** Start Supplied passage **
Judge Won’t Accept Merck Documents For Truth

This time, it’s all about the documents. The 179 documents that Defendants attached to their motion to dismiss in the Merck securities class action to be exact (sure would hate to be the clerk working this docket). Anyway, after considering Plaintiffs’ objections to 139 of the documents, Magistrate Judge Tonianne J. Bongiovanni (D. N.J.) came to different conclusions regarding different groups of documents, but the recurring theme throughout (for the exhibits where judicial notice was accepted) was that “this Court will not admit the exhibits for their truth, but rather, for the limited purpose of proving their existence.”

For the specifics, check out In re Merck, issued January 20, 2006, at 2006 U.S. Dist. LEXIS 2345.

Nugget: “The fact that the SEC forms submitted by Defendants in their Motion to Dismiss are in chart summary form does not dissuade as they were not crafted by a third-party and as Plaintiffs will be permitted to challenge their veracity if they so choose.”
** End Supplied passage **
** Start Supplied information **
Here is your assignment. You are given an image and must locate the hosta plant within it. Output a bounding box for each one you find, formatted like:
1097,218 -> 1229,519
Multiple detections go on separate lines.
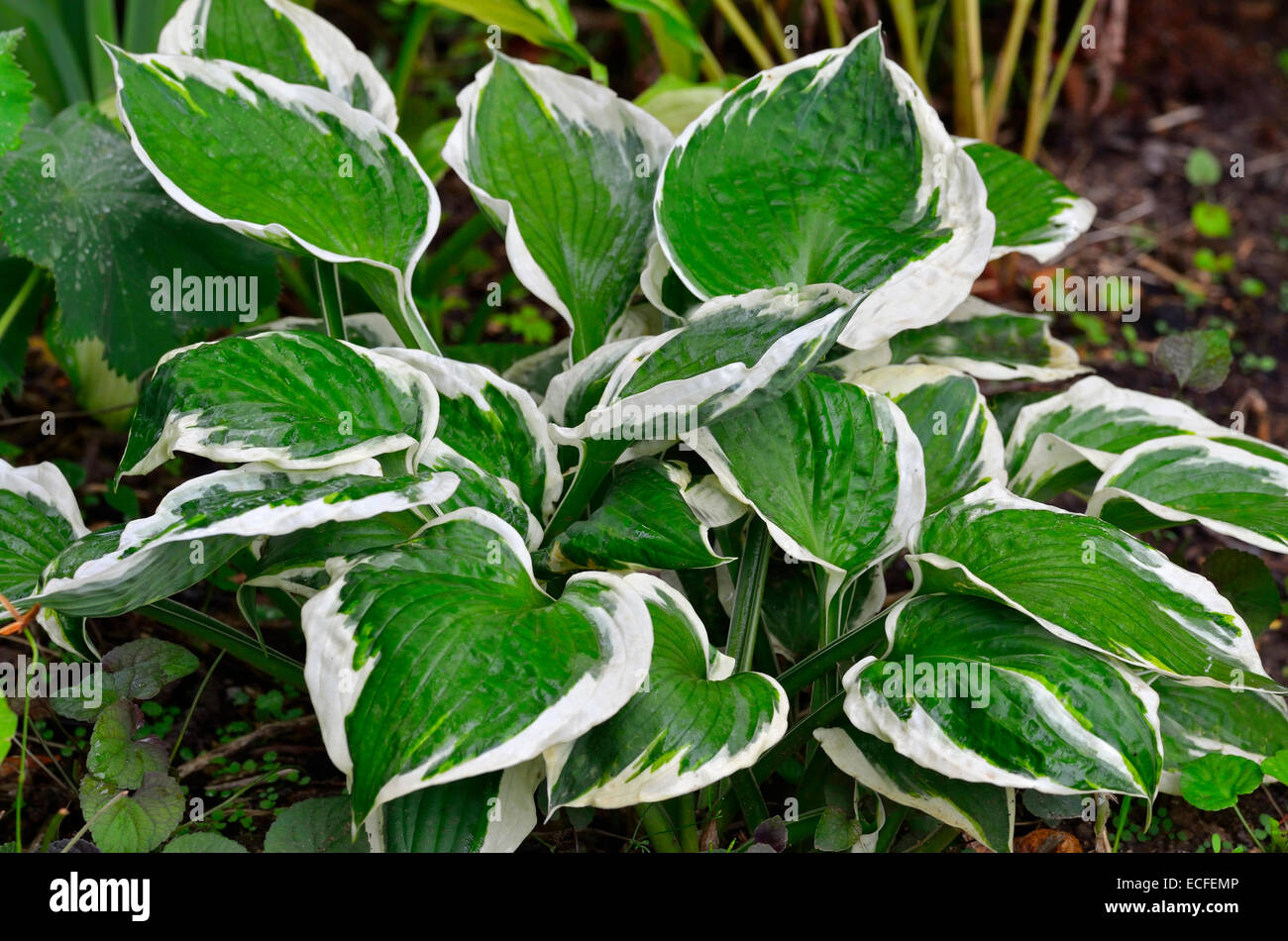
0,0 -> 1288,851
** End Supplied information **
Please reproduce word for word the part of the Merck documents post between "Judge Won’t Accept" and "Dist. LEXIS 2345.", inclusive. The data has no connection to the post about the Merck documents ruling.

Judge Won’t Accept Merck Documents For Truth

This time, it’s all about the documents. The 179 documents that Defendants attached to their motion to dismiss in the Merck securities class action to be exact (sure would hate to be the clerk working this docket). Anyway, after considering Plaintiffs’ objections to 139 of the documents, Magistrate Judge Tonianne J. Bongiovanni (D. N.J.) came to different conclusions regarding different groups of documents, but the recurring theme throughout (for the exhibits where judicial notice was accepted) was that “this Court will not admit the exhibits for their truth, but rather, for the limited purpose of proving their existence.”

For the specifics, check out In re Merck, issued January 20, 2006, at 2006 U.S. Dist. LEXIS 2345.